> **Problem to solve**
Transcribe the listing below exactly, leaving out each image.

> **Material provided**
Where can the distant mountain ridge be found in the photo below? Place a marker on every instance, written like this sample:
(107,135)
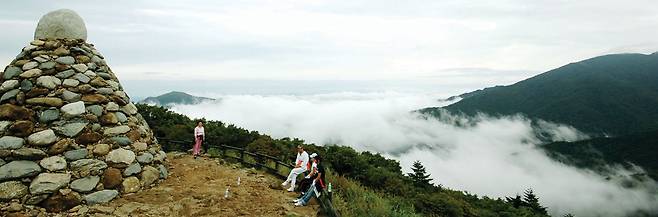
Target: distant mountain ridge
(607,95)
(639,149)
(175,97)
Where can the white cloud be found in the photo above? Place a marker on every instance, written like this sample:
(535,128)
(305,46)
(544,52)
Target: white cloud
(487,156)
(332,40)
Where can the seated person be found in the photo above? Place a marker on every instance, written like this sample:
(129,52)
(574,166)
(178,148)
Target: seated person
(316,187)
(301,165)
(308,180)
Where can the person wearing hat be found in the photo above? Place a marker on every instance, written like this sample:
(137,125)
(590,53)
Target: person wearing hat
(308,180)
(301,165)
(316,186)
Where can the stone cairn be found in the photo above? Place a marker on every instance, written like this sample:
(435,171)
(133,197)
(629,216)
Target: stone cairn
(69,134)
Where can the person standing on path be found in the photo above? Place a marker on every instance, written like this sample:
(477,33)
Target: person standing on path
(199,136)
(301,165)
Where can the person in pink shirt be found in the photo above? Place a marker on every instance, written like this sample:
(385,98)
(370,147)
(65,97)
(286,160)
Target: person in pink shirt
(199,136)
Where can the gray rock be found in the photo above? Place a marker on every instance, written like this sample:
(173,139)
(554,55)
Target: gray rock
(10,142)
(31,73)
(73,109)
(49,82)
(95,127)
(80,67)
(30,65)
(104,75)
(85,184)
(90,74)
(12,190)
(101,149)
(47,65)
(9,95)
(121,140)
(105,91)
(4,125)
(95,109)
(160,157)
(115,85)
(164,173)
(53,163)
(120,157)
(66,60)
(42,58)
(97,60)
(92,66)
(70,129)
(70,83)
(9,85)
(82,78)
(63,23)
(49,183)
(65,74)
(133,169)
(145,158)
(45,137)
(121,117)
(75,154)
(19,169)
(103,196)
(26,85)
(88,166)
(36,199)
(116,130)
(11,72)
(130,185)
(71,96)
(130,109)
(29,153)
(48,115)
(112,106)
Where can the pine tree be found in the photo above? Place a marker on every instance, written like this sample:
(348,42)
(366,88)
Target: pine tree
(532,201)
(516,201)
(419,176)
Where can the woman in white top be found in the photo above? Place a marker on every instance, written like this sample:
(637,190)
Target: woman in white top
(199,136)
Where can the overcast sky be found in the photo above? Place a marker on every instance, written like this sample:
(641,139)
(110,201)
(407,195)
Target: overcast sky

> **Expected output**
Where can the distant mountain ridge be found in the photo below? Place a marker on every instance, written like this sample:
(107,135)
Target: distant mountain ridge
(607,95)
(639,149)
(175,97)
Where can the white cloud be found in the photo above? Place a marker on every instance, written like this sample:
(535,128)
(305,46)
(544,52)
Target: white cloud
(487,156)
(332,40)
Where can the seated person be found in the photo above? Place a marker on every instance, written like this sample:
(129,52)
(574,166)
(178,148)
Target: seated person
(316,187)
(301,165)
(308,180)
Where can the person wearing hat be found in the photo above? Place a marker on every instance, written like this sample:
(137,125)
(590,53)
Target: person wearing hat
(308,180)
(301,165)
(316,186)
Where can the stone cairn be found in the photo above? Place a marker on every instance, written like this sample:
(435,171)
(133,197)
(629,216)
Target: stone cairn
(69,134)
Where can the person standing on path be found in the photo above? Place a marker on every instance, written like this sample:
(477,33)
Target: person standing on path
(199,136)
(301,165)
Where can the person in pink shirt be found in the photo above? Place a marker on every instance, written like this sample:
(385,98)
(370,147)
(65,97)
(286,160)
Target: person in pink shirt
(199,136)
Where can the gray rock be found in the photo above? Place a marker on every instance, written like this sample:
(173,139)
(554,55)
Target: gray rock
(10,142)
(31,73)
(73,109)
(49,82)
(95,127)
(80,67)
(30,65)
(104,75)
(85,184)
(90,74)
(12,190)
(101,149)
(47,65)
(9,95)
(121,140)
(105,91)
(4,125)
(95,109)
(160,157)
(115,85)
(164,173)
(53,163)
(120,157)
(66,60)
(42,58)
(97,60)
(92,66)
(70,129)
(70,83)
(9,85)
(82,78)
(63,23)
(49,183)
(65,74)
(133,169)
(145,158)
(45,137)
(121,117)
(75,154)
(19,169)
(103,196)
(26,85)
(88,166)
(36,199)
(116,130)
(11,72)
(130,185)
(71,96)
(130,109)
(29,153)
(48,115)
(112,106)
Where can the pine tree be found in the photo above? Place a marker on every instance, written like this sample:
(348,42)
(366,88)
Target: pine tree
(532,201)
(516,201)
(419,176)
Where can the woman in white top be found in the photo above? Place a marker on every instance, written like this sample:
(637,190)
Target: woman in white top
(199,136)
Where can the overcast sky be found in the photo above? Place a marker on every instance, written like this sample:
(641,139)
(110,201)
(407,195)
Target: overcast sky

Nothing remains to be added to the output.